• [Task objective]: Render every one of the following items as a JSON list of strings, one string per line, and leave out any blank lines.

Stored dataset items
** Begin **

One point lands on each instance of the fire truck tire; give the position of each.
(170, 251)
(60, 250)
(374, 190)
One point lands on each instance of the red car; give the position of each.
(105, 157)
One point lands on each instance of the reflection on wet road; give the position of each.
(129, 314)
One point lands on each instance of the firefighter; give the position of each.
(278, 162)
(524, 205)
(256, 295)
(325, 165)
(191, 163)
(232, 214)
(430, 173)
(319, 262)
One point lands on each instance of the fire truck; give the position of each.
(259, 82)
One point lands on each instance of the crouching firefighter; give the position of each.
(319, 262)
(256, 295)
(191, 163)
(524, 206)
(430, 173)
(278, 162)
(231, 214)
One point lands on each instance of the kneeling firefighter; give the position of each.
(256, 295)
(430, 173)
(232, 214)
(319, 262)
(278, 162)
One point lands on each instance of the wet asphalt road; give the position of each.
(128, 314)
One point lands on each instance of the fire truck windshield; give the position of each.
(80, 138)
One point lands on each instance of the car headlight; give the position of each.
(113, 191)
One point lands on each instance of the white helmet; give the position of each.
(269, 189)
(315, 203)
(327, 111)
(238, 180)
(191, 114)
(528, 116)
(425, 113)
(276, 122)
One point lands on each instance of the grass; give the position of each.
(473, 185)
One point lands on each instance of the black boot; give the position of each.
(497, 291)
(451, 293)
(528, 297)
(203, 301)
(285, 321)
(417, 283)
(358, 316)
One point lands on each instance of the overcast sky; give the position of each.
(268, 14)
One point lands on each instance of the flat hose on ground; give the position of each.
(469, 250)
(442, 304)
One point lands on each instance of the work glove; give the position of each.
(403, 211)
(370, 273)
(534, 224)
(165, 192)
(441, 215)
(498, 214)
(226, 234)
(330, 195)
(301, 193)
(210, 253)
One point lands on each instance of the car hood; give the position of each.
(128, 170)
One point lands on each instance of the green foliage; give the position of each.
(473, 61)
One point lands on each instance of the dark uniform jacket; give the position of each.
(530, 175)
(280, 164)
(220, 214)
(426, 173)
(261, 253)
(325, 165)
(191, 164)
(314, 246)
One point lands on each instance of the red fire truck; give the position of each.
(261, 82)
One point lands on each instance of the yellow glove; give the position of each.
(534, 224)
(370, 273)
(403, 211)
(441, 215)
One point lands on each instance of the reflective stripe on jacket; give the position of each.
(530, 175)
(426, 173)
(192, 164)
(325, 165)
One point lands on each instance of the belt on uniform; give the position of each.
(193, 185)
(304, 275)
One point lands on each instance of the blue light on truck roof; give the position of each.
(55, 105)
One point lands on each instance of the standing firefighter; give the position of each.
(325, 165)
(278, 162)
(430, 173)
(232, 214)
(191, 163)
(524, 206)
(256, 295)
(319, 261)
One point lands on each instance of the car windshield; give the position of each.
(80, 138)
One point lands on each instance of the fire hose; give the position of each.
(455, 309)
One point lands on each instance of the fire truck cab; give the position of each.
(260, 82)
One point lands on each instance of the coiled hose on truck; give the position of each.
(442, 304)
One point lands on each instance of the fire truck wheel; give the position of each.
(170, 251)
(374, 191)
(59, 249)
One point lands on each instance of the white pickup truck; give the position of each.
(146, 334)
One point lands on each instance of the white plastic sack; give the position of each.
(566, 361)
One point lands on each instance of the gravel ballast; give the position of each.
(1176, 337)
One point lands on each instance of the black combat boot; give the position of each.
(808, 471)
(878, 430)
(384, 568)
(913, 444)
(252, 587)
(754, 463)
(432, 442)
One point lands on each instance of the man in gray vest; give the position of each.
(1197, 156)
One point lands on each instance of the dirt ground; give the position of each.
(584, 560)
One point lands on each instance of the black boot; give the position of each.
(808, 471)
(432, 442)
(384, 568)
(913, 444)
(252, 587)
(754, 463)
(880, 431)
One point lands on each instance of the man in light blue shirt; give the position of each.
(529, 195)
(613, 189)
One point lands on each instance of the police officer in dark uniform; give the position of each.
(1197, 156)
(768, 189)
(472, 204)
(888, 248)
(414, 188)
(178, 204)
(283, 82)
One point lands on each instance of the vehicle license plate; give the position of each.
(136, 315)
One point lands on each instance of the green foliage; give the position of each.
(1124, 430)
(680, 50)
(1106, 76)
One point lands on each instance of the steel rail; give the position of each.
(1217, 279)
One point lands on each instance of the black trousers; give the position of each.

** End **

• [Solution for this exercise]:
[
  "One point lands on each instance of the fire truck tire; give the position of each.",
  "(170, 251)",
  "(60, 250)",
  "(374, 190)",
  "One point lands on each instance of the red car; give the position of each.",
  "(105, 157)",
  "One point lands on each instance of the reflection on wet road; give the position of each.",
  "(129, 314)",
  "One point lands on each instance of the firefighter; give the position of each.",
  "(278, 162)",
  "(524, 205)",
  "(256, 295)",
  "(325, 165)",
  "(191, 163)",
  "(232, 214)",
  "(430, 173)",
  "(319, 262)",
  "One point lands on each instance of the fire truck; give the position of each.",
  "(259, 82)",
  "One point lands on each instance of the crouching firefighter; give the position of each.",
  "(319, 262)",
  "(256, 295)",
  "(191, 163)",
  "(524, 206)",
  "(430, 173)",
  "(278, 162)",
  "(231, 214)",
  "One point lands on each instance of the kneeling firefighter; give the position of each.",
  "(256, 295)",
  "(430, 173)",
  "(232, 214)",
  "(319, 262)",
  "(278, 162)",
  "One point lands on each instance of the wet asphalt road; give the position of each.",
  "(128, 314)",
  "One point lands on each instance of the fire truck windshield; give the position of each.",
  "(80, 138)",
  "One point lands on each instance of the car headlight; give the position of each.",
  "(113, 191)",
  "One point lands on each instance of the white helmet; give the position of each.",
  "(269, 189)",
  "(315, 203)",
  "(327, 111)",
  "(238, 180)",
  "(191, 114)",
  "(528, 116)",
  "(425, 113)",
  "(276, 122)",
  "One point lands on each instance of the grass; give the position of each.",
  "(473, 185)",
  "One point lands on each instance of the black boot; give the position of each.",
  "(497, 291)",
  "(451, 293)",
  "(528, 297)",
  "(203, 301)",
  "(285, 321)",
  "(417, 283)",
  "(358, 316)",
  "One point lands on each instance of the overcast sky; give the position of each.",
  "(268, 14)",
  "One point lands on each instance of the flat hose on ground; give the position of each.",
  "(469, 250)",
  "(442, 304)",
  "One point lands on each instance of the work glove; give the position of each.",
  "(403, 211)",
  "(370, 273)",
  "(534, 224)",
  "(165, 192)",
  "(441, 215)",
  "(498, 214)",
  "(226, 234)",
  "(330, 195)",
  "(301, 193)",
  "(210, 253)",
  "One point lands on each instance of the car hood; give the position of each.",
  "(128, 170)",
  "One point lands on each instance of the green foliage; give the position of each.",
  "(473, 61)",
  "One point lands on each instance of the dark uniform jacket; give the position of each.",
  "(530, 175)",
  "(280, 164)",
  "(220, 214)",
  "(426, 173)",
  "(261, 253)",
  "(325, 165)",
  "(191, 164)",
  "(314, 246)",
  "One point lands on each instance of the red fire truck; give the position of each.",
  "(261, 82)",
  "One point lands on each instance of the yellow glove; give the position of each.",
  "(534, 224)",
  "(370, 273)",
  "(403, 211)",
  "(441, 215)",
  "One point lands on each instance of the reflective stripe on jacket; give the position of each.",
  "(530, 175)",
  "(426, 173)",
  "(192, 164)",
  "(325, 165)",
  "One point lands on each instance of the belt on uniform; give the position of each.",
  "(193, 185)",
  "(304, 275)",
  "One point lands on each instance of the blue light on truck roof; give the position of each.",
  "(55, 105)",
  "One point lands on each instance of the standing firefighter; give the position of each.",
  "(325, 165)",
  "(278, 162)",
  "(430, 173)",
  "(232, 214)",
  "(191, 163)",
  "(524, 206)",
  "(256, 295)",
  "(319, 261)",
  "One point lands on each instance of the car windshield; give the position of each.",
  "(80, 138)",
  "One point lands on each instance of the fire hose; give the position of each.",
  "(455, 309)",
  "One point lands on each instance of the fire truck cab; give the position of each.",
  "(260, 82)",
  "One point lands on each instance of the coiled hose on truck; give the position of each.",
  "(442, 304)",
  "One point lands on each instance of the fire truck wheel; give the position of each.",
  "(170, 251)",
  "(374, 191)",
  "(59, 249)",
  "One point lands on each instance of the white pickup truck; give the position of each.",
  "(146, 334)",
  "One point lands on each instance of the white plastic sack; give the position of each.",
  "(566, 361)",
  "One point lands on each instance of the gravel ballast; give the position of each.",
  "(1176, 337)",
  "One point lands on each instance of the black combat boot; give the position of each.",
  "(808, 471)",
  "(878, 430)",
  "(384, 568)",
  "(913, 444)",
  "(252, 587)",
  "(754, 463)",
  "(432, 442)",
  "One point lands on each instance of the man in gray vest; give the position of each.",
  "(1197, 156)",
  "One point lands on each instance of the dirt ground; give the position of each.",
  "(584, 560)",
  "One point lands on each instance of the black boot; give the position of each.",
  "(808, 471)",
  "(432, 442)",
  "(384, 568)",
  "(913, 444)",
  "(252, 587)",
  "(754, 463)",
  "(880, 431)",
  "One point lands on each instance of the man in light blue shirt; give the position of each.",
  "(529, 195)",
  "(613, 189)",
  "One point lands on each instance of the police officer in dark uniform; give the position of each.",
  "(1197, 156)",
  "(768, 189)",
  "(472, 204)",
  "(888, 248)",
  "(414, 188)",
  "(178, 204)",
  "(283, 82)",
  "One point lands on each instance of the vehicle license plate; give the position of each.",
  "(136, 315)",
  "One point lands on each instance of the green foliage; give the position of each.",
  "(1124, 430)",
  "(680, 50)",
  "(1106, 76)",
  "One point lands on each instance of the steel rail; give the position of each.",
  "(1217, 279)",
  "One point lands on each instance of the black trousers; give the position of each."
]